◆ PROMPT ◆
The response should be an exact copy of every record.

◆ INPUT MATERIAL ◆
=== Section Start ===
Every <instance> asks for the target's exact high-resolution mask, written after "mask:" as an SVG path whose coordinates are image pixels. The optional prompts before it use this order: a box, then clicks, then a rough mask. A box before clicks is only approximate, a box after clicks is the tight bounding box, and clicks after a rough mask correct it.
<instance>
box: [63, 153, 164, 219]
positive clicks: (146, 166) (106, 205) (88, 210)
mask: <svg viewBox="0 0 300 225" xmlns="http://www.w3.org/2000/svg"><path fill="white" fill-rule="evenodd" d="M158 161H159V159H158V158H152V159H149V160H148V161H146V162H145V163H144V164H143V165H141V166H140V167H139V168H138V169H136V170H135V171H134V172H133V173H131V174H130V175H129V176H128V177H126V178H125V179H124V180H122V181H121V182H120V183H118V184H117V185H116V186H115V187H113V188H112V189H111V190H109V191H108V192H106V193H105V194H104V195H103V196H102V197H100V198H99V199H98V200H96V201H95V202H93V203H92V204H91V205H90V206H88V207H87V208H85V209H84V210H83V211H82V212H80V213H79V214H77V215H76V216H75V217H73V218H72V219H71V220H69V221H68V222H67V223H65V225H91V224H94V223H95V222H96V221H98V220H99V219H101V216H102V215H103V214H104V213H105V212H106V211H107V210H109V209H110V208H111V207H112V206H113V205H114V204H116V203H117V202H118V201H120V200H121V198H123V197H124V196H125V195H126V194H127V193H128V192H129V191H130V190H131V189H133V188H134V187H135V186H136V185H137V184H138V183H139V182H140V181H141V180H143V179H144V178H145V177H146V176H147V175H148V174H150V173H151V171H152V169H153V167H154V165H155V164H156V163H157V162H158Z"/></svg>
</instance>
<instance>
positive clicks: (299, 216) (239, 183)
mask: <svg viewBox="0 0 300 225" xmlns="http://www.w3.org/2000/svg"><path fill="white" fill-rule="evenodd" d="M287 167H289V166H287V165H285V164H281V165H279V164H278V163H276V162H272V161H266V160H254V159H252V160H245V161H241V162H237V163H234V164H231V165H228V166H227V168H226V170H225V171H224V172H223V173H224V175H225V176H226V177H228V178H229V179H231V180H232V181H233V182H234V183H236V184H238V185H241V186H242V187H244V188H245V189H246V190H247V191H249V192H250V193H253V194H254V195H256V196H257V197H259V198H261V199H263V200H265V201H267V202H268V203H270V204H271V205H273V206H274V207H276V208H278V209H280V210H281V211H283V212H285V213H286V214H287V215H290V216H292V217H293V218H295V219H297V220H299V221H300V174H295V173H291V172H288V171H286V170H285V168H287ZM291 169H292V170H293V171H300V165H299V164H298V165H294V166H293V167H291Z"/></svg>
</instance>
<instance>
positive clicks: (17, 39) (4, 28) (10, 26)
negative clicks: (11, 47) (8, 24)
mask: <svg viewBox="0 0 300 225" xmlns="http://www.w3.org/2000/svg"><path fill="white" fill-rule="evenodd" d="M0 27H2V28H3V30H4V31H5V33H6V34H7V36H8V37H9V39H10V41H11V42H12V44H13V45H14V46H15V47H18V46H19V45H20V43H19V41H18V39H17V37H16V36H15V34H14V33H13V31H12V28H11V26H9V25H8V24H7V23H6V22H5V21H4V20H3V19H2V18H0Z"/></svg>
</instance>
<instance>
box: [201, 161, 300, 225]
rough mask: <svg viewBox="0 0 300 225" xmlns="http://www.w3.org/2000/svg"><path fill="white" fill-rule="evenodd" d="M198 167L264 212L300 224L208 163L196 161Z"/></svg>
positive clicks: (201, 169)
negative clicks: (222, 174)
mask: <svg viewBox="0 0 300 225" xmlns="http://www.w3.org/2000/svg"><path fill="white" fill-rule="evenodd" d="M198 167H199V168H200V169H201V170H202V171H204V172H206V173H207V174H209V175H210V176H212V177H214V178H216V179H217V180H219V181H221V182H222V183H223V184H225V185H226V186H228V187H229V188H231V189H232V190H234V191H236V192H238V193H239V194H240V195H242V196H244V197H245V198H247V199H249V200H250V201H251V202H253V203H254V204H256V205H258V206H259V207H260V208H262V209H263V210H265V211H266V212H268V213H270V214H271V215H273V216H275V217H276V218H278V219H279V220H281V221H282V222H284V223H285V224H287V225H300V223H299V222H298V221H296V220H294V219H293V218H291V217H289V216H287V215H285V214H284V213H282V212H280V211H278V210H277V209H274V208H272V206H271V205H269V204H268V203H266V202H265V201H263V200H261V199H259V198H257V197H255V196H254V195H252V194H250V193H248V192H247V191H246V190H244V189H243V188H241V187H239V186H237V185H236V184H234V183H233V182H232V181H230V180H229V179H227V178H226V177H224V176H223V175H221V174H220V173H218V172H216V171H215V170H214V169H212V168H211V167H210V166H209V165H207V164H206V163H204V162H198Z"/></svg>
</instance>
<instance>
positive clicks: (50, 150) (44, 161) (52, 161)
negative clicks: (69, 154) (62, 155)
=== Section End ===
◆ FINISHED TASK ◆
Every <instance> asks for the target's exact high-resolution mask, written after "mask:" as an SVG path whose coordinates are image pixels. The optional prompts before it use this order: a box, then clicks, then a rough mask. A box before clicks is only approximate, a box after clicks is the tight bounding box, and clicks after a rough mask correct it.
<instance>
box: [63, 153, 164, 219]
positive clicks: (146, 166) (106, 205) (88, 210)
mask: <svg viewBox="0 0 300 225" xmlns="http://www.w3.org/2000/svg"><path fill="white" fill-rule="evenodd" d="M158 161H159V159H158V158H152V159H149V160H148V161H146V162H145V163H144V164H143V165H141V166H140V167H139V168H138V169H136V170H135V171H134V172H133V173H131V174H130V175H129V176H128V177H126V178H125V179H124V180H122V181H121V182H120V183H118V184H117V185H116V186H115V187H113V188H112V189H111V190H109V191H108V192H106V193H105V194H104V195H103V196H102V197H100V198H99V199H98V200H96V201H95V202H93V203H92V204H91V205H90V206H88V207H87V208H85V209H84V210H83V211H82V212H80V213H79V214H77V215H76V216H75V217H73V218H72V219H71V220H69V221H68V222H67V223H65V225H91V224H94V223H95V222H96V221H98V220H99V219H101V216H102V215H103V214H104V213H105V212H106V211H107V210H109V209H110V208H111V207H112V206H113V205H114V204H116V203H117V202H118V201H120V200H121V198H123V197H124V196H125V195H126V194H127V193H128V192H129V191H130V190H131V189H133V188H134V187H135V186H136V185H137V184H138V183H139V182H140V181H141V180H143V179H144V178H145V177H146V176H147V175H148V174H150V173H151V171H152V169H153V167H154V165H155V164H156V163H157V162H158Z"/></svg>
</instance>
<instance>
positive clicks: (299, 216) (239, 183)
mask: <svg viewBox="0 0 300 225" xmlns="http://www.w3.org/2000/svg"><path fill="white" fill-rule="evenodd" d="M287 167H289V166H287V165H285V164H281V165H279V164H278V163H276V162H272V161H266V160H254V159H252V160H245V161H241V162H237V163H234V164H231V165H228V166H227V168H226V170H225V171H224V172H223V173H224V175H225V176H226V177H228V178H229V179H231V180H232V181H233V182H234V183H236V184H238V185H241V186H242V187H244V188H245V189H246V190H247V191H249V192H250V193H253V194H254V195H256V196H257V197H259V198H261V199H263V200H265V201H267V202H268V203H270V204H271V205H273V206H274V207H276V208H278V209H280V210H281V211H283V212H285V213H286V214H287V215H290V216H292V217H293V218H295V219H297V220H299V221H300V174H295V173H291V172H288V171H286V170H285V168H287ZM291 169H292V170H293V171H300V165H299V164H298V165H294V166H293V167H291Z"/></svg>
</instance>
<instance>
positive clicks: (17, 39) (4, 28) (10, 26)
negative clicks: (11, 47) (8, 24)
mask: <svg viewBox="0 0 300 225" xmlns="http://www.w3.org/2000/svg"><path fill="white" fill-rule="evenodd" d="M0 27H2V28H3V30H4V31H5V33H6V34H7V36H8V37H9V39H10V41H11V42H12V44H13V45H14V46H15V47H18V46H19V45H20V43H19V41H18V39H17V37H16V36H15V34H14V33H13V31H12V28H11V26H9V25H8V24H7V23H6V22H5V21H4V20H3V19H2V18H0Z"/></svg>
</instance>
<instance>
box: [201, 161, 300, 225]
rough mask: <svg viewBox="0 0 300 225" xmlns="http://www.w3.org/2000/svg"><path fill="white" fill-rule="evenodd" d="M198 167L264 212L300 224L208 163L196 161Z"/></svg>
positive clicks: (201, 169)
negative clicks: (222, 174)
mask: <svg viewBox="0 0 300 225" xmlns="http://www.w3.org/2000/svg"><path fill="white" fill-rule="evenodd" d="M198 167H199V168H200V169H201V170H202V171H204V172H206V173H207V174H209V175H210V176H212V177H214V178H216V179H217V180H219V181H221V182H222V183H223V184H225V185H226V186H228V187H229V188H231V189H232V190H234V191H236V192H238V193H239V194H240V195H242V196H244V197H245V198H247V199H249V200H250V201H251V202H253V203H254V204H256V205H258V206H259V207H260V208H262V209H263V210H265V211H266V212H268V213H270V214H271V215H273V216H275V217H276V218H278V219H279V220H281V221H282V222H284V223H285V224H287V225H300V223H299V222H298V221H296V220H294V219H293V218H291V217H289V216H287V215H285V214H284V213H282V212H280V211H278V210H277V209H274V208H272V206H271V205H269V204H268V203H266V202H265V201H263V200H261V199H259V198H257V197H255V196H254V195H252V194H250V193H248V192H247V191H246V190H244V189H243V188H241V187H239V186H237V185H236V184H234V183H233V182H232V181H230V180H229V179H227V178H226V177H224V176H223V175H221V174H220V173H218V172H216V171H215V170H214V169H212V168H211V167H210V166H209V165H207V164H206V163H204V162H198Z"/></svg>
</instance>
<instance>
positive clicks: (50, 150) (44, 161) (52, 161)
negative clicks: (69, 154) (62, 155)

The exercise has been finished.